• **Task to carry out**:
Whenever a line in the data holds the string "hedge", copy that line.

• **Dataset content**:
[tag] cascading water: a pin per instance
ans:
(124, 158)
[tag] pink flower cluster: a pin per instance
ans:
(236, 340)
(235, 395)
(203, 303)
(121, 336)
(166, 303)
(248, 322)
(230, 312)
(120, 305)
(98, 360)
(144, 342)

---

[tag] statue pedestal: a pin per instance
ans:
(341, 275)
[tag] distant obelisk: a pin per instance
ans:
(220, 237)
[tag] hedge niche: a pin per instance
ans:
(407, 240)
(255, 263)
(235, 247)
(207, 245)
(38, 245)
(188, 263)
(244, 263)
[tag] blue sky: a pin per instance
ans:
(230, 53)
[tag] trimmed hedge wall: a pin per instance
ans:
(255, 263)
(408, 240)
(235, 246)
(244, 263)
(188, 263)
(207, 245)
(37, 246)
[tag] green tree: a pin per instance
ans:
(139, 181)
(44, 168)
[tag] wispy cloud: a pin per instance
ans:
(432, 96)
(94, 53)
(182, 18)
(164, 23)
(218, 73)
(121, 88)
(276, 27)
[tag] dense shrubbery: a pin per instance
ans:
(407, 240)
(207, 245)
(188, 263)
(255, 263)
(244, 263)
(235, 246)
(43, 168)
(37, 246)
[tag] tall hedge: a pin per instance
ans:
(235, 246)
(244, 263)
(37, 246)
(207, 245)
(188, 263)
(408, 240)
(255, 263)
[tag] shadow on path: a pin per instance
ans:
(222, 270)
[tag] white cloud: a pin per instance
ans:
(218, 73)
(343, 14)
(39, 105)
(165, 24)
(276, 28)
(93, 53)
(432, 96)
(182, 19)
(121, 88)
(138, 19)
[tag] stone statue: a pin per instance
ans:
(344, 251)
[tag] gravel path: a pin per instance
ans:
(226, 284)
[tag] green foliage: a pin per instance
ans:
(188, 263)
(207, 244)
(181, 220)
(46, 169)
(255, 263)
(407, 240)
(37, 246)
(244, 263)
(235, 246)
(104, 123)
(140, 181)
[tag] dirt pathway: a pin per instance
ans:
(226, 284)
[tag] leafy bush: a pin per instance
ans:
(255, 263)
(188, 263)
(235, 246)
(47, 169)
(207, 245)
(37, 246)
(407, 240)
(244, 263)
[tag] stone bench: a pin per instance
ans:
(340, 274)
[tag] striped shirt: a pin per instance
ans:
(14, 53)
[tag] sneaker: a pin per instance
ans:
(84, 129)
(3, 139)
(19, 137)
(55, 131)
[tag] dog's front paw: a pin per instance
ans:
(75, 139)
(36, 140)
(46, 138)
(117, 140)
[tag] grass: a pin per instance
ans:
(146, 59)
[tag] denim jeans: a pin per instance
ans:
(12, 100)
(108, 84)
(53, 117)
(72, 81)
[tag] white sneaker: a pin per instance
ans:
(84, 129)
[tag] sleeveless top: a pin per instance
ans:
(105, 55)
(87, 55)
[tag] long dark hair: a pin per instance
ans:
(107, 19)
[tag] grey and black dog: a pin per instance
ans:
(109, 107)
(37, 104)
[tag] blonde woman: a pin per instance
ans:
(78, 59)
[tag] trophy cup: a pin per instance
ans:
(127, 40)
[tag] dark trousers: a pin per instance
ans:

• **Output below**:
[tag] hedge niche: a pin per instance
[tag] trimmed hedge wall: a pin per instance
[tag] tall hedge: a pin per instance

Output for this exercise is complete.